──────── Material shown

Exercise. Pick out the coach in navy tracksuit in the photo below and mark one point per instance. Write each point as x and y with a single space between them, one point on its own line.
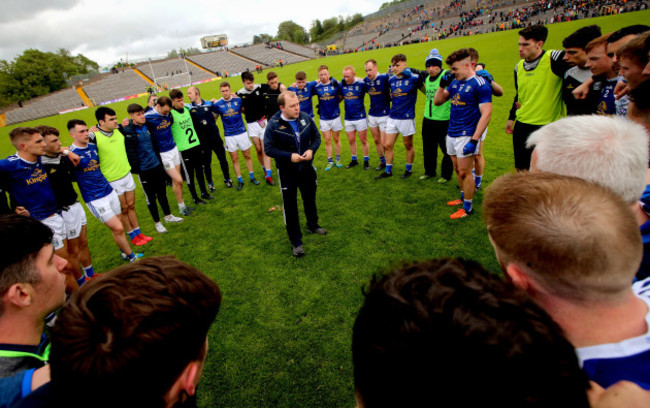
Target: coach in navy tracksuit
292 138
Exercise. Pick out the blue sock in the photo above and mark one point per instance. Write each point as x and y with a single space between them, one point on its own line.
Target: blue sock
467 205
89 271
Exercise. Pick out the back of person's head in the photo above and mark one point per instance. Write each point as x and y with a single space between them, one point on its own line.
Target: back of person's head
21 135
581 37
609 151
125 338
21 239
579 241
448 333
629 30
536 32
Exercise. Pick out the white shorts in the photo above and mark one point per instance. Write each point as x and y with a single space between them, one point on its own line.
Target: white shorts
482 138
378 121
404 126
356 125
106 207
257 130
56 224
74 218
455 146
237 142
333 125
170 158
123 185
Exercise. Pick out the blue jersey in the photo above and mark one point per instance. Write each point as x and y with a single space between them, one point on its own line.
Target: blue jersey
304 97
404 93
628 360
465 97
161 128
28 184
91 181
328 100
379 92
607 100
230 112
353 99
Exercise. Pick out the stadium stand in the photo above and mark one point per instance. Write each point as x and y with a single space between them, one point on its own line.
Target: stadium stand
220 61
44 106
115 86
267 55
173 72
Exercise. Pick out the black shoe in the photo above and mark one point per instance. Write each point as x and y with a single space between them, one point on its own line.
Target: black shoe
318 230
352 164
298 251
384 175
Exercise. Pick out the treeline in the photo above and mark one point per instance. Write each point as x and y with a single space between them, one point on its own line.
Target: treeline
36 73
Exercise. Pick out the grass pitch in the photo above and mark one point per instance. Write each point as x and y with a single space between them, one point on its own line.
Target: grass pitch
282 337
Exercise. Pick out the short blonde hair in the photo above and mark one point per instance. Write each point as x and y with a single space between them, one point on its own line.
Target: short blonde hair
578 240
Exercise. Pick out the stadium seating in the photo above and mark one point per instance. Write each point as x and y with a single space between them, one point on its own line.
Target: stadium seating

────────────────
──────── Material shown

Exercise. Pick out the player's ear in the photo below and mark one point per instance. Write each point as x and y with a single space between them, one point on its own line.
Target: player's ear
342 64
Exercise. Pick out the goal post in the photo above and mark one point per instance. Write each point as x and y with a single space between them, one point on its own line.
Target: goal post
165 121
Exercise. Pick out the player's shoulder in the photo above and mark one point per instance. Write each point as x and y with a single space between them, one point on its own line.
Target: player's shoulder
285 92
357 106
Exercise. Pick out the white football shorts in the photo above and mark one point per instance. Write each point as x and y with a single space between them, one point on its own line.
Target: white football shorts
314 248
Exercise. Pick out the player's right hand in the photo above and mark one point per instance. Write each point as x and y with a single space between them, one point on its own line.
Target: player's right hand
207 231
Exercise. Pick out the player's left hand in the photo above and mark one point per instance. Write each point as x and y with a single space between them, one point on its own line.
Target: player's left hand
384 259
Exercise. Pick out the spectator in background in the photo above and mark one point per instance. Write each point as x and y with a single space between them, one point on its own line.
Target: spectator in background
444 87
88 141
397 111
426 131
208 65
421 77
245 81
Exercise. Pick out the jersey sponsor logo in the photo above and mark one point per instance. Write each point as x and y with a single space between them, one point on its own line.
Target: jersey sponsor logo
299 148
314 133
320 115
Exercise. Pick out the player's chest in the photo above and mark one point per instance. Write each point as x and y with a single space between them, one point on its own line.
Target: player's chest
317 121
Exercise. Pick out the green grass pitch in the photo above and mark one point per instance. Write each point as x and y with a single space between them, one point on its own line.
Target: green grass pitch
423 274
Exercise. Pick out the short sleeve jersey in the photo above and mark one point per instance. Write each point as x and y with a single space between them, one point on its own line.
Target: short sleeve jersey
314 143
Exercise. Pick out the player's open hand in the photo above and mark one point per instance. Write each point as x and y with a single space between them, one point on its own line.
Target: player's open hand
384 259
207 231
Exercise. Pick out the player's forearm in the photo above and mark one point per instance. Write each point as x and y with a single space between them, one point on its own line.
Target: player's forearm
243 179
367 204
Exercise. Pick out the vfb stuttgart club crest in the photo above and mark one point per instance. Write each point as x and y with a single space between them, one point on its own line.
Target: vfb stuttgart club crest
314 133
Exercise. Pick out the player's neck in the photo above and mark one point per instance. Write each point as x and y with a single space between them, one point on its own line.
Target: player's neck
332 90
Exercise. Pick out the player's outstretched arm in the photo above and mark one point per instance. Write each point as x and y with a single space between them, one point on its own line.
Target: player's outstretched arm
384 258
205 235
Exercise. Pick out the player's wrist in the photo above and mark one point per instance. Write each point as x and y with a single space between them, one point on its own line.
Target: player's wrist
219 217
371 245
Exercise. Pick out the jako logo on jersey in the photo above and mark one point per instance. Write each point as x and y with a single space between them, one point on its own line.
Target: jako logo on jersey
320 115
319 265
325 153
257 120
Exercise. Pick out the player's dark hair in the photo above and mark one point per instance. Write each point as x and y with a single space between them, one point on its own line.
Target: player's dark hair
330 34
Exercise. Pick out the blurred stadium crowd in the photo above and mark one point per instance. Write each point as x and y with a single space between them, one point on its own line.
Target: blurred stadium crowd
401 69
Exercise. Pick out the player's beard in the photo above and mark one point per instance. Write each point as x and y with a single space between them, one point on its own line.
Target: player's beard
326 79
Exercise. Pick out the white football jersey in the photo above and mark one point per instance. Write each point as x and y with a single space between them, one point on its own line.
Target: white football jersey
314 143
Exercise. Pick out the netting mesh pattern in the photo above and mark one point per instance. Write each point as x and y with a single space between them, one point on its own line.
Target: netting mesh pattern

────────────────

→ **Work request**
Wherever the word "mesh" appears in the listing above, copy the whole line.

→ **Answer for this exercise**
Exercise. Pick out the netting mesh pattern in the photo above and mark one point per instance. Write each point as x and y with a single space between them, one point on its own line.
Target: netting mesh pattern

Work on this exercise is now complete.